WHAT THIS TASK INVOLVES: Please retype the passage of the commentary below on Judge Forrest's Hedges opinion between "I have now read" and "some initial thoughts.", inclusive, with no changes.

DOCUMENT EXTRACT:
I have now read through Judge Forrest’s opinion in Hedges—all 112 pages of it. I have done so only briskly, and I have surely missed things in my haste. But here are some initial thoughts.
The opinion is shockingly bad. As a matter of simple judicial craftsmanship, it is among the worst pieces of recent district court workmanship I have read. It utterly ignores key authorities. It grossly misinterprets those it does invoke. And it comes to a legal conclusion that is, as best as I can see, factually incorrect. I wouldn’t spend a lot of time on it, for the simple reason that its half life is likely to be very short—at least, it should be very short—except for one big thing. The scope of the injunction Judge Forrest has issued is incredibly dangerous in ways I am certain she does not understand. If the Second Circuit does not reverse Judge Forrest on this one, I’ll eat this post with a sauce of Christopher Hedges’s and Noam Chomsky’s choosing. But it needs to act quickly or there may be implications for U.S. forces in Afghanistan.
As a preliminary matter, the decision’s entire premise is factually wrong. Judge Forrest simply ignores a wide body of D.C. Circuit case law that makes her conclusion untenable. This is not to say that she is bound by D.C. Circuit precedent. She isn’t. But what the D.C. Circuit has done in the detention space is an important piece of the factual landscape as to the state of the law she is interpreting. To ignore it—as she mostly does—and misstate it—as she does when she’s not ignoring it—creates a fundamental factual error regarding the change that Section 1021 of the NDAA actually brought about.
Judge Forrest’s basic argument is that the NDAA did not—as it purports—merely codify and reaffirm the detention authority in the AUMF but expanded it and expanded it in a fashion that is unconstitutionally vague as to mere supporters of enemy forces. Her evidence of this is differences in the statutory texts, which are real, and a purported reading of the NDAA’s legislative history. Having watched the NDAA’s legislative history as closely as anyone—indeed having played some role in it—I can say flatly that there is almost nothing true about her account of how and why this law developed. This is the kind of judicial legislative history, in fact, that makes one get in touch with one’s inner Scalia. But let’s put that issue aside. The far bigger problem is that she almost completely ignores the D.C. Circuit’s history of interpretation of the AUMF in the detention context. And the D.C. Circuit’s work is important because the AUMF that Congress was legislating against when it wrote the NDAA was not the plain text of the AUMF itself. It was the AUMF as interpreted by the D.C. Circuit in roughly a dozen habeas cases. And to put the matter simply, support of enemy forces has been part of this interpretation of the AUMF’s detention authority from the beginning.

Extracted records:
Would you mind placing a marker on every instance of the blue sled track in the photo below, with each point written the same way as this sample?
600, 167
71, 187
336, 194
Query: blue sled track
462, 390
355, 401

EXERCISE ANSWER:
I have now read through Judge Forrest’s opinion in Hedges—all 112 pages of it. I have done so only briskly, and I have surely missed things in my haste. But here are some initial thoughts.